== Tasks to complete ==
(1) Answer these from the article below about The Story of Yanxi Palace:
(a) Which state-run newspaper ran the editorial criticizing the show?
(b) At which institution is Zhu Ying based?
(c) Of what publication is Manya Koetse the editor-in-chief?
(2) Please quote the article below about The Story of Yanxi Palace word for word, starting with "Yanxi Palace got" and going on through "editorial was published.".

___ Passage shown ___

China recently took its most popular drama series, The Story of Yanxi Palace, off air.
The cancellation of the show was abrupt, and followed an editorial by state-run Beijing Daily, which criticised the show for "polluting modern society".
Chinese audiences, however, can still watch the show on iQiyi, the online video platform that is known to foreigners as China's Netflix.
iQiyi is also the platform the show was first produced for and shown, according to BBC.
Yanxi Palace got too popular for its own good
Stanley Rosen, a China expert at the University of Southern California, told the BBC, that Yanxi Palace was seen by Beijing as "promoting incorrect values, commercialism and consumerism".
And these are not the socialist core values that Beijing wants to promote.
But even so, "censors tend to turn a blind eye to entertainment programmes of frivolous nature", said Zhu Ying of Hong Kong's Baptist University's Film Academy.
So, why the spotlight on Yanxi Palace in particular?
Its popularity among the Chinese is the main factor.
Zhu says the palace-intrigue drama series is a "perfect example" of a show that has become so popular it can potentially "threaten social norms, morally and ideologically".
Authorities are not pleased either with the online debate that ensued after the editorial was published.
Manya Koetse, editor-in-chief of What's on Weibo, told the BBC that online discussion of the authorities' decision to censor the show has been forcibly put to an end.
"The fact that most comment sections have been locked or shut down for now is quite telling."
Beijing wants to control the message it puts out to the world
According to the BBC, Beijing wishes to control the narrative of both the country's past and present.

___ The data ___

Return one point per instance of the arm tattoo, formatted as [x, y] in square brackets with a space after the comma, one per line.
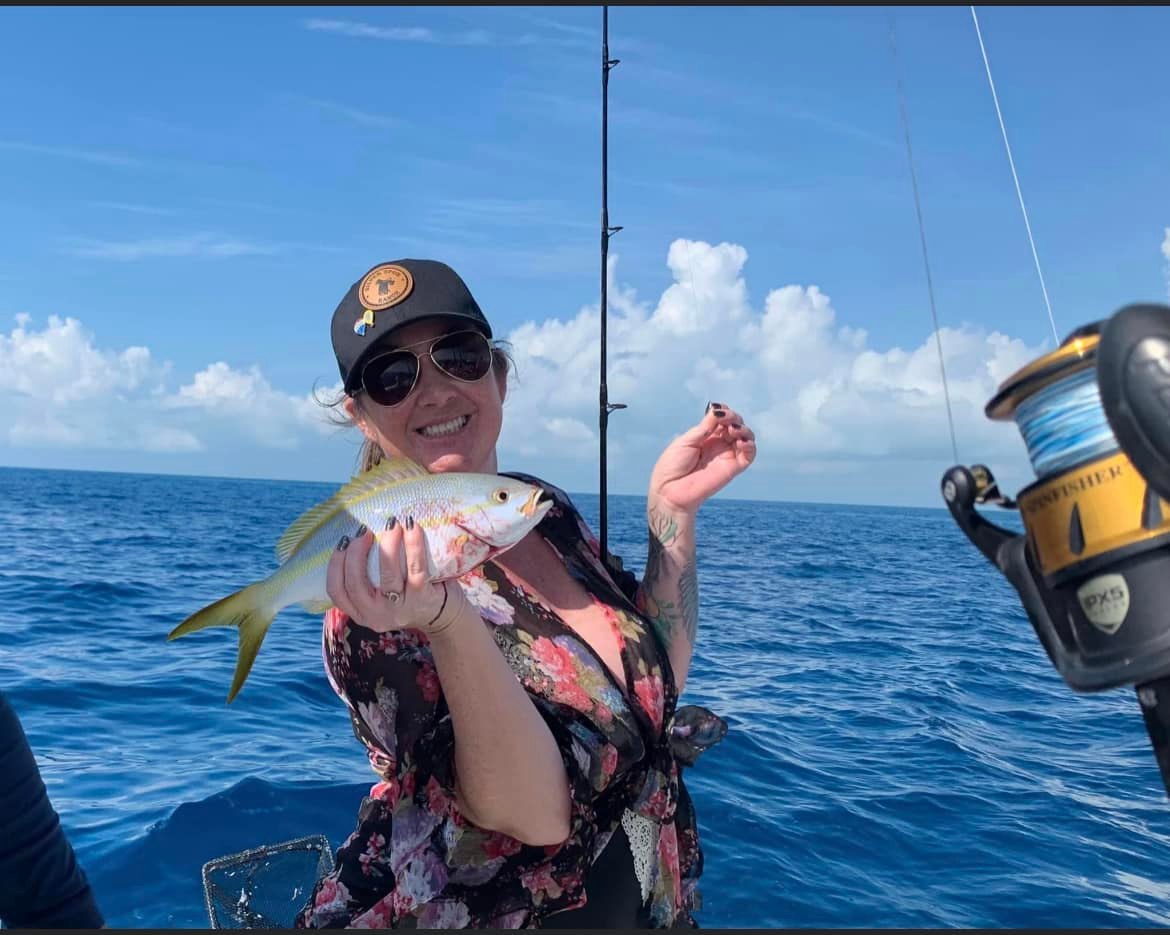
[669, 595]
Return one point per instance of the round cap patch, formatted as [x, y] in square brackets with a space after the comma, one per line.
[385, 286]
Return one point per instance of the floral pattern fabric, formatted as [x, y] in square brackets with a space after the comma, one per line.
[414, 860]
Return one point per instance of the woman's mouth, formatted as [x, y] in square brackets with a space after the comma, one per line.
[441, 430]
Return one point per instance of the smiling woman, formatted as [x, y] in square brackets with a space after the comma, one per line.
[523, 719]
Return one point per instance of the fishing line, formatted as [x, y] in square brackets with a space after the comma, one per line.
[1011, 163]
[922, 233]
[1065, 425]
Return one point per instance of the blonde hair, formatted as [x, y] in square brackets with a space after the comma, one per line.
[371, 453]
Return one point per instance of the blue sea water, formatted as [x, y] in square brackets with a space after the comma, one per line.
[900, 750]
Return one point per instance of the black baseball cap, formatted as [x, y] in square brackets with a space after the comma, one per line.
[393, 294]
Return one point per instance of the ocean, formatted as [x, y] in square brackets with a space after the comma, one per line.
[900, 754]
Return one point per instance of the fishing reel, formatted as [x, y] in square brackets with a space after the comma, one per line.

___

== Expected outputs ==
(1)
(a) Beijing Daily
(b) Hong Kong's Baptist University's Film Academy
(c) What's on Weibo

(2)
Yanxi Palace got too popular for its own good
Stanley Rosen, a China expert at the University of Southern California, told the BBC, that Yanxi Palace was seen by Beijing as "promoting incorrect values, commercialism and consumerism".
And these are not the socialist core values that Beijing wants to promote.
But even so, "censors tend to turn a blind eye to entertainment programmes of frivolous nature", said Zhu Ying of Hong Kong's Baptist University's Film Academy.
So, why the spotlight on Yanxi Palace in particular?
Its popularity among the Chinese is the main factor.
Zhu says the palace-intrigue drama series is a "perfect example" of a show that has become so popular it can potentially "threaten social norms, morally and ideologically".
Authorities are not pleased either with the online debate that ensued after the editorial was published.